══ Records to process

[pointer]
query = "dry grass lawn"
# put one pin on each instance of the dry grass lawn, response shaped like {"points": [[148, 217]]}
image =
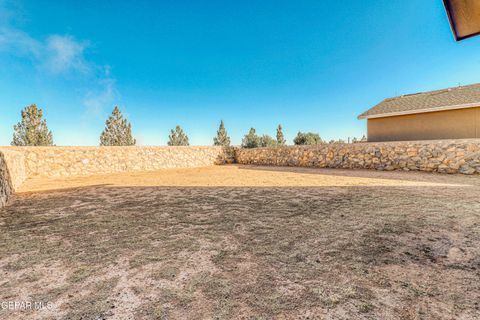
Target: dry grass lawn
{"points": [[243, 242]]}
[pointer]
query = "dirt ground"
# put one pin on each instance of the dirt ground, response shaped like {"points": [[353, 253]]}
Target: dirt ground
{"points": [[244, 242]]}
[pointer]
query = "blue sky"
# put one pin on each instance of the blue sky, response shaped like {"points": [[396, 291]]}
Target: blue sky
{"points": [[309, 65]]}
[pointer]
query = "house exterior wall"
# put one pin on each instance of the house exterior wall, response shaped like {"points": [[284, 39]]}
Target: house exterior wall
{"points": [[451, 124]]}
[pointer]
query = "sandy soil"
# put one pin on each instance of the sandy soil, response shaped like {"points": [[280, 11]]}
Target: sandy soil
{"points": [[244, 243]]}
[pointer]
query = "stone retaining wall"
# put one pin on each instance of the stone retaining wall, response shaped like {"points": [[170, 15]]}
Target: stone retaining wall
{"points": [[444, 156], [20, 163], [74, 161]]}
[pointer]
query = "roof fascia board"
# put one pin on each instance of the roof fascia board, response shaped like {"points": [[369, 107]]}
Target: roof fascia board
{"points": [[406, 112]]}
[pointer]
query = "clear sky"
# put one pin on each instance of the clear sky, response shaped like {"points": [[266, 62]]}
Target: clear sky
{"points": [[309, 65]]}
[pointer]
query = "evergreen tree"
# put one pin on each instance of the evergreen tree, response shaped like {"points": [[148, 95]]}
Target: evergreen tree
{"points": [[280, 139], [251, 140], [177, 137], [32, 130], [222, 139], [307, 138], [267, 141], [118, 131]]}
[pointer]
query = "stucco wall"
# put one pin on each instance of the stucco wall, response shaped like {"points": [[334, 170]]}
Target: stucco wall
{"points": [[452, 124], [448, 156], [71, 161]]}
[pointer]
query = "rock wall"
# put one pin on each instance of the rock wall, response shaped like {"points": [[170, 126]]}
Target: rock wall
{"points": [[73, 161], [444, 156]]}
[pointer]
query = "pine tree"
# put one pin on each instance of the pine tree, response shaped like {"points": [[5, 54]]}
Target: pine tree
{"points": [[118, 131], [280, 139], [267, 141], [307, 138], [251, 140], [32, 130], [177, 137], [222, 139]]}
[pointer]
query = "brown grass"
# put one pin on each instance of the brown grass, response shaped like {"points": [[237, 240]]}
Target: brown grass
{"points": [[244, 242]]}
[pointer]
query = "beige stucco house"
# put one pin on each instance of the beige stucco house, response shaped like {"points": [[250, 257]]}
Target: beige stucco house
{"points": [[452, 113]]}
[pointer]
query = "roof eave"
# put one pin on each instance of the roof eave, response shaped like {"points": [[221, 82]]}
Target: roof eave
{"points": [[407, 112]]}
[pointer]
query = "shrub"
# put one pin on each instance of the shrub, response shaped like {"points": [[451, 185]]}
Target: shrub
{"points": [[280, 138], [307, 138], [251, 140], [222, 138], [118, 131], [267, 141], [177, 137], [32, 130]]}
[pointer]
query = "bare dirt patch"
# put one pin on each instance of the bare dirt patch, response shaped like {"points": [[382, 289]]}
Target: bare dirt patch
{"points": [[244, 242]]}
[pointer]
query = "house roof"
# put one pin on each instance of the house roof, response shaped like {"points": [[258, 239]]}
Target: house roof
{"points": [[438, 100]]}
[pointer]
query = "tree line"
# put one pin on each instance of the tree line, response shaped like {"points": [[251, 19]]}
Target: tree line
{"points": [[32, 130]]}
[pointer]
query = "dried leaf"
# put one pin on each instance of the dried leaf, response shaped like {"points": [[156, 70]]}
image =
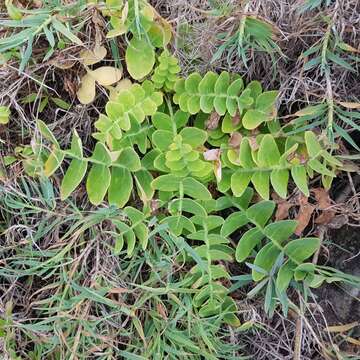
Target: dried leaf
{"points": [[304, 216], [63, 64], [322, 198], [338, 221], [323, 203], [86, 93], [342, 328], [106, 75], [122, 85], [91, 57]]}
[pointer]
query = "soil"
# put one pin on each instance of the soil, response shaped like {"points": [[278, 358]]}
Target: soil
{"points": [[341, 304]]}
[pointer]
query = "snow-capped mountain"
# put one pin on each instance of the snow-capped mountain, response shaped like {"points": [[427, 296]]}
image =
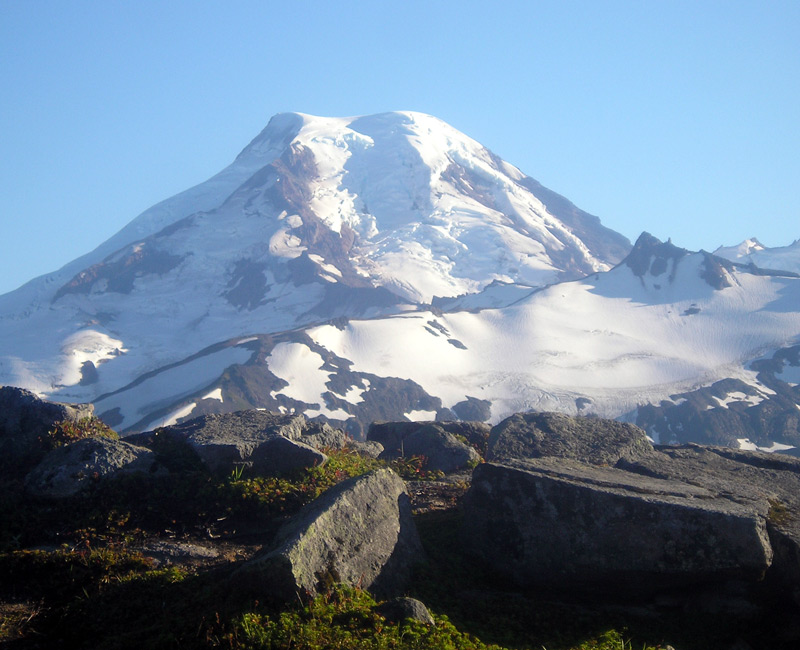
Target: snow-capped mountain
{"points": [[317, 219], [751, 251]]}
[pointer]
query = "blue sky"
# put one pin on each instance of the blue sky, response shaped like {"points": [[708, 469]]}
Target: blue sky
{"points": [[679, 118]]}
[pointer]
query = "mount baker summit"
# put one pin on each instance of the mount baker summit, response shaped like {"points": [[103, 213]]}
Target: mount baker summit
{"points": [[389, 267]]}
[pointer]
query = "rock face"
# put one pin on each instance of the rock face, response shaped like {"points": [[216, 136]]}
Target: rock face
{"points": [[68, 470], [444, 452], [571, 501], [555, 520], [359, 533], [278, 456], [403, 608], [760, 480], [591, 440], [436, 441], [24, 418]]}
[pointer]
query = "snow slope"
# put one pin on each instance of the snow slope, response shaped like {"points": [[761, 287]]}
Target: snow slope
{"points": [[318, 218], [751, 251]]}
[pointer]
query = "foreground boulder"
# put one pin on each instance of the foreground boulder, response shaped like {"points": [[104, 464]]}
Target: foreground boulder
{"points": [[591, 440], [24, 419], [279, 456], [69, 469], [358, 533], [770, 482], [564, 523]]}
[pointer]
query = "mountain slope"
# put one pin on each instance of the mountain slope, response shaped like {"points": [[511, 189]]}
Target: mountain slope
{"points": [[316, 219], [751, 251]]}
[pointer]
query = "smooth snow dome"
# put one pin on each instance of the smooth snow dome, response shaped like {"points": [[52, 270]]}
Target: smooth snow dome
{"points": [[610, 338], [432, 213]]}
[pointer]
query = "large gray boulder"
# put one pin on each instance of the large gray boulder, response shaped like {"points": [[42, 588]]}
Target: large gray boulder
{"points": [[24, 419], [441, 443], [359, 533], [67, 470], [322, 435], [279, 456], [226, 441], [591, 440], [442, 450], [392, 434], [562, 522]]}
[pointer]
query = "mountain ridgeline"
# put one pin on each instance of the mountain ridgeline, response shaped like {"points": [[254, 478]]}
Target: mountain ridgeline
{"points": [[389, 267]]}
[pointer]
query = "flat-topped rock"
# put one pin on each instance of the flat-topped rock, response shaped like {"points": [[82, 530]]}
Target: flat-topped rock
{"points": [[69, 469], [591, 440], [560, 521], [359, 532], [225, 441], [24, 418]]}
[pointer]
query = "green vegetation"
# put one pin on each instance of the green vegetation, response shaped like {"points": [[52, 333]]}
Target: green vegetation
{"points": [[344, 619], [91, 589], [68, 431]]}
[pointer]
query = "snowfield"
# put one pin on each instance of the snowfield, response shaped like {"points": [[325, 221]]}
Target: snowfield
{"points": [[613, 338], [389, 266]]}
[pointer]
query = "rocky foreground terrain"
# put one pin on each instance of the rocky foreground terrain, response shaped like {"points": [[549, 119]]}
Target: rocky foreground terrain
{"points": [[263, 530]]}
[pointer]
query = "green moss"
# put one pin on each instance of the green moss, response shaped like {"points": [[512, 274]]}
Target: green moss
{"points": [[345, 619]]}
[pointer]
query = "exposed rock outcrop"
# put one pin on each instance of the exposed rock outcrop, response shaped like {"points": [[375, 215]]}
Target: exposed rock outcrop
{"points": [[69, 469], [591, 440], [24, 418], [558, 521], [359, 533], [436, 441], [403, 608], [279, 456], [224, 442], [443, 451], [573, 501]]}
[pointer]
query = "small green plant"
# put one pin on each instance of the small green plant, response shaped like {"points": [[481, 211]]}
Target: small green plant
{"points": [[68, 431], [344, 618], [412, 468]]}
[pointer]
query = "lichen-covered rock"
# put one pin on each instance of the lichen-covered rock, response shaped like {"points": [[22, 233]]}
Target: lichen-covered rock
{"points": [[67, 470], [321, 435], [442, 450], [395, 437], [24, 419], [226, 441], [279, 456], [358, 533], [562, 522], [368, 448], [591, 440], [770, 480]]}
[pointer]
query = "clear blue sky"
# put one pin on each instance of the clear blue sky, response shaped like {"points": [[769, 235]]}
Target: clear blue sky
{"points": [[676, 117]]}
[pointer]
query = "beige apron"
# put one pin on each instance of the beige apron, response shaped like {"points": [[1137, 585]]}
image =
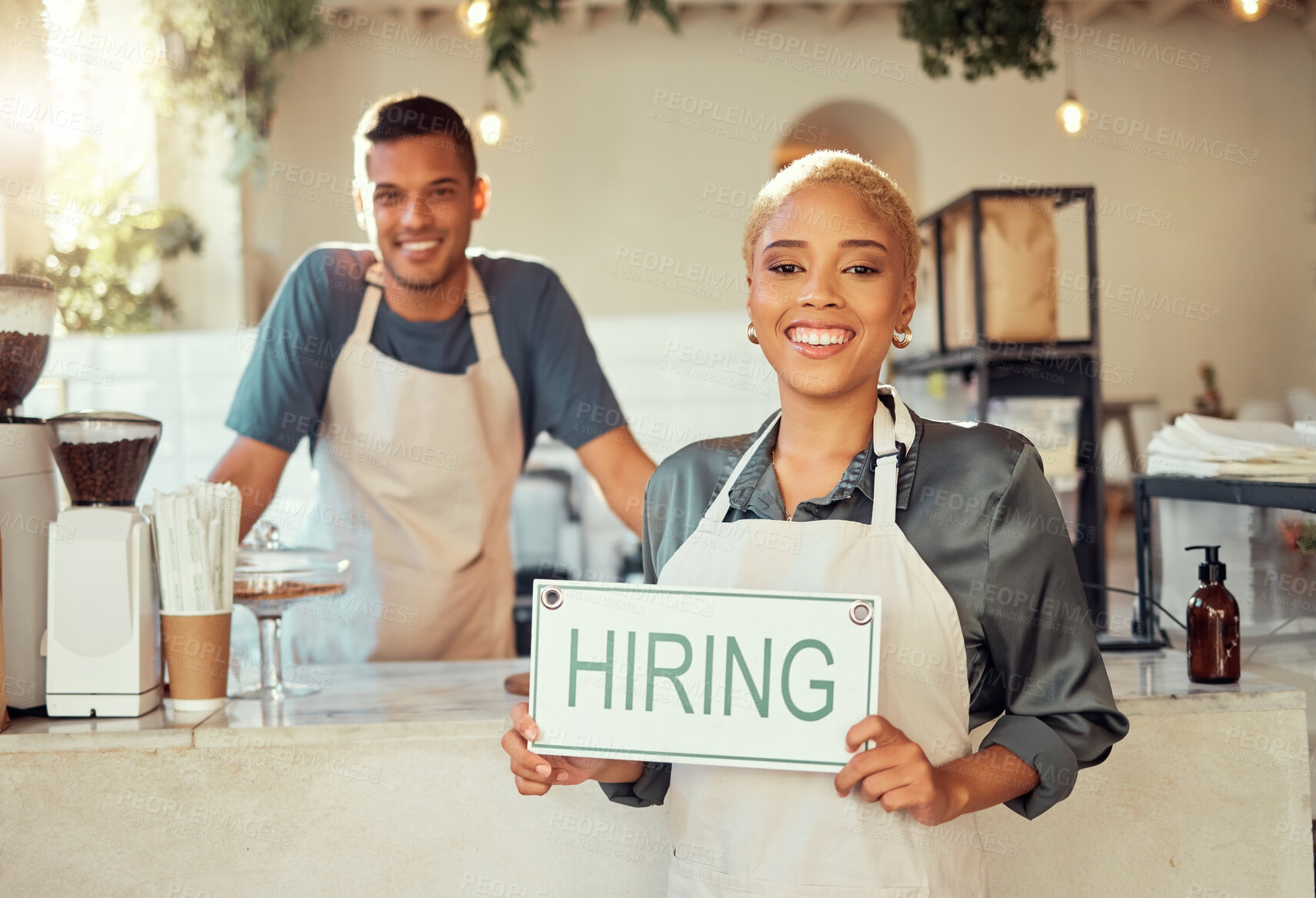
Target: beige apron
{"points": [[429, 461], [740, 833]]}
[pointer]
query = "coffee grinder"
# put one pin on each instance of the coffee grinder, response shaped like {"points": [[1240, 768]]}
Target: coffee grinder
{"points": [[103, 646], [29, 496]]}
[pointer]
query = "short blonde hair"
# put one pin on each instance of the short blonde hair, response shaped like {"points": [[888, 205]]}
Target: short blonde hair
{"points": [[873, 185]]}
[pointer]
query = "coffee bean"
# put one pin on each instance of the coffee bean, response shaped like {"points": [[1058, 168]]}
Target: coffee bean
{"points": [[105, 474], [22, 359]]}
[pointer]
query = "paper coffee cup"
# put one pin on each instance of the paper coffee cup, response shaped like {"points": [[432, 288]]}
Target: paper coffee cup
{"points": [[196, 651]]}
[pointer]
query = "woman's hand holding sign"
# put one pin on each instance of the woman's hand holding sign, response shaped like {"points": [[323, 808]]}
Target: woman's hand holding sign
{"points": [[537, 773], [898, 775]]}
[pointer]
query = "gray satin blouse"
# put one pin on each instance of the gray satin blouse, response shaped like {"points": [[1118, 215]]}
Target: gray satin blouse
{"points": [[974, 503]]}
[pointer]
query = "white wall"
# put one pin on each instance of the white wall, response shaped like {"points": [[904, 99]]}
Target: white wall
{"points": [[605, 175]]}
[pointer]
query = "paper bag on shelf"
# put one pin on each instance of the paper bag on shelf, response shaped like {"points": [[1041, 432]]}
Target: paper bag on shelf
{"points": [[1019, 246]]}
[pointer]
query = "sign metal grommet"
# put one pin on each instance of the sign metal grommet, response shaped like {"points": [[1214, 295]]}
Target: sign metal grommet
{"points": [[861, 612]]}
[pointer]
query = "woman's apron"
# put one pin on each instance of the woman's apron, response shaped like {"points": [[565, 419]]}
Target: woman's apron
{"points": [[779, 833], [415, 471]]}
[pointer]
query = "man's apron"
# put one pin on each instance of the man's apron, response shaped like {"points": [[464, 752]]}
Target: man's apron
{"points": [[415, 471], [779, 833]]}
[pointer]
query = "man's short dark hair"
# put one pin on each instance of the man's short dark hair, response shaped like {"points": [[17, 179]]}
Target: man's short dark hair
{"points": [[412, 116]]}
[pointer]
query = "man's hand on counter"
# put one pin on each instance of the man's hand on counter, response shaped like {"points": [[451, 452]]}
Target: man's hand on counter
{"points": [[535, 773], [621, 470]]}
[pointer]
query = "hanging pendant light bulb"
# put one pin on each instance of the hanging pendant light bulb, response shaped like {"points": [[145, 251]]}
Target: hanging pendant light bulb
{"points": [[491, 125], [1249, 11], [1071, 115], [473, 16]]}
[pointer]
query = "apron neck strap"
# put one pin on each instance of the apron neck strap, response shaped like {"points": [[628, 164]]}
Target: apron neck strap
{"points": [[886, 431], [477, 305], [482, 318]]}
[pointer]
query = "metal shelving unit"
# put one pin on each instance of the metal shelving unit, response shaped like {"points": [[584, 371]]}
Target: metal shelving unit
{"points": [[1061, 368]]}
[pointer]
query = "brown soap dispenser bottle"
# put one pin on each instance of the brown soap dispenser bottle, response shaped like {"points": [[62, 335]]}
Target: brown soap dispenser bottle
{"points": [[1212, 625]]}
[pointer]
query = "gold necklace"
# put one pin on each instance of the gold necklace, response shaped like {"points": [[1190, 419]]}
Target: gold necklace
{"points": [[788, 514]]}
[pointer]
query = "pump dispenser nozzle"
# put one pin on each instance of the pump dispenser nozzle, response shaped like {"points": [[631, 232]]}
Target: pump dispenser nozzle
{"points": [[1212, 570]]}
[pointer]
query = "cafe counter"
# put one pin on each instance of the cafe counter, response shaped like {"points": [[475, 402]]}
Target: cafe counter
{"points": [[391, 781]]}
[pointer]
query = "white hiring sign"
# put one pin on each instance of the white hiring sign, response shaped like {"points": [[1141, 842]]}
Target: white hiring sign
{"points": [[735, 677]]}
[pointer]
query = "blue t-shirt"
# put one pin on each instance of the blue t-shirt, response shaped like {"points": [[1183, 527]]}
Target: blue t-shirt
{"points": [[562, 388]]}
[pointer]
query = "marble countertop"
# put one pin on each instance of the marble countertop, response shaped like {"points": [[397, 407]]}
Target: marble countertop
{"points": [[466, 698]]}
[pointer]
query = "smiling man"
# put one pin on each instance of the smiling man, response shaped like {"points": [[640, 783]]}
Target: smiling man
{"points": [[421, 371]]}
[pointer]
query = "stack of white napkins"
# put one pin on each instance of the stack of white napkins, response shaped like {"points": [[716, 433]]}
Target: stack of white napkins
{"points": [[196, 544], [1197, 446]]}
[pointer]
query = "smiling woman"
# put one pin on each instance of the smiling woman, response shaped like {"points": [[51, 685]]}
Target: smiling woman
{"points": [[845, 475]]}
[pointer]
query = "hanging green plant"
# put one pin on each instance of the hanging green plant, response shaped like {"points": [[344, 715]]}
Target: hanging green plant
{"points": [[986, 36], [233, 55], [107, 244], [510, 25]]}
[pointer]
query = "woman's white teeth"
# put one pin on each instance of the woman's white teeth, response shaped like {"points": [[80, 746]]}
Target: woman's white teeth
{"points": [[815, 337]]}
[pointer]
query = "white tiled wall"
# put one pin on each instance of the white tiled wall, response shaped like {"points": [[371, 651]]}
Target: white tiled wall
{"points": [[679, 377]]}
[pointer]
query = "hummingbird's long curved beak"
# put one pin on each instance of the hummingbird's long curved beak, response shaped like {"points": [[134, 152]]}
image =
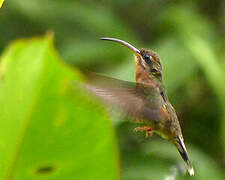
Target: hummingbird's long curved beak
{"points": [[132, 48], [183, 152]]}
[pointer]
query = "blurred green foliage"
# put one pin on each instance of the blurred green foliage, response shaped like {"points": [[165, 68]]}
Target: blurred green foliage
{"points": [[190, 39], [47, 123]]}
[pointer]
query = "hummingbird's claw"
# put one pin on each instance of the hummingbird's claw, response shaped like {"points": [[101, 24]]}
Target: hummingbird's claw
{"points": [[148, 130]]}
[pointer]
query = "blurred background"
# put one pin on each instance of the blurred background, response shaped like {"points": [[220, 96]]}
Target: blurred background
{"points": [[190, 39]]}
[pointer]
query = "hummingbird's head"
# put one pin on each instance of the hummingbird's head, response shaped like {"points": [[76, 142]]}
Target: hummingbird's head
{"points": [[150, 63], [147, 62]]}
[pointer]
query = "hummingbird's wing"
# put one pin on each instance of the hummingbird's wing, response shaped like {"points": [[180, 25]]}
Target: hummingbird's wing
{"points": [[132, 99]]}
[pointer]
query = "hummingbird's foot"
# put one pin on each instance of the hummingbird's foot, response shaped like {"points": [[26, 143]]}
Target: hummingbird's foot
{"points": [[148, 130]]}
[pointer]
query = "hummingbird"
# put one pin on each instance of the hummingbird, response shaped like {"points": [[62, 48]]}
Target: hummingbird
{"points": [[145, 101]]}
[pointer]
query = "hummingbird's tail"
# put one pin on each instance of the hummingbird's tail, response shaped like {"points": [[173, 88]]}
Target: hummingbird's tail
{"points": [[183, 152]]}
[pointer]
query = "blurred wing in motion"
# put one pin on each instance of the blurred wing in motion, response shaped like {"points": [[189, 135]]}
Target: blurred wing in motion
{"points": [[126, 96]]}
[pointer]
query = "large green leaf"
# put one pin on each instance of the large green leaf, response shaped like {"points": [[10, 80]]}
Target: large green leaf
{"points": [[48, 128], [1, 3]]}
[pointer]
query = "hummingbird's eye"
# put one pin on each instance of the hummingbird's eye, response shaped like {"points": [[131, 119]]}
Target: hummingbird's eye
{"points": [[147, 59]]}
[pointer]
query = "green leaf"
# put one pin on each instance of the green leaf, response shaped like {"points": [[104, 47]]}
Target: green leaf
{"points": [[49, 129], [1, 3]]}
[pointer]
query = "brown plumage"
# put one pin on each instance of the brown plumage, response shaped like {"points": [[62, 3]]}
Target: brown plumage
{"points": [[144, 101]]}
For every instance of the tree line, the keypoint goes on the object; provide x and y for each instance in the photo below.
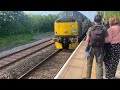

════

Exercise requirements ▸ Reproduce, exactly as they stand in the data above, the lines from the one that holds "# put one pin on each instance of the woman's hand" to the one that holds "white wall, response", inclusive.

Task output ▸
# put one pin on each instance of the woman's hand holding sign, response shaped like {"points": [[323, 808]]}
Target: woman's hand holding sign
{"points": [[537, 773], [898, 775]]}
[pointer]
query = "gray satin blouse"
# put one pin on each instance of the gray satin blouse, response shaped like {"points": [[1118, 215]]}
Target: gray satin blouse
{"points": [[974, 503]]}
[pointer]
query = "white wall"
# put one pin on each instance of the white wall, response shaped like {"points": [[904, 99]]}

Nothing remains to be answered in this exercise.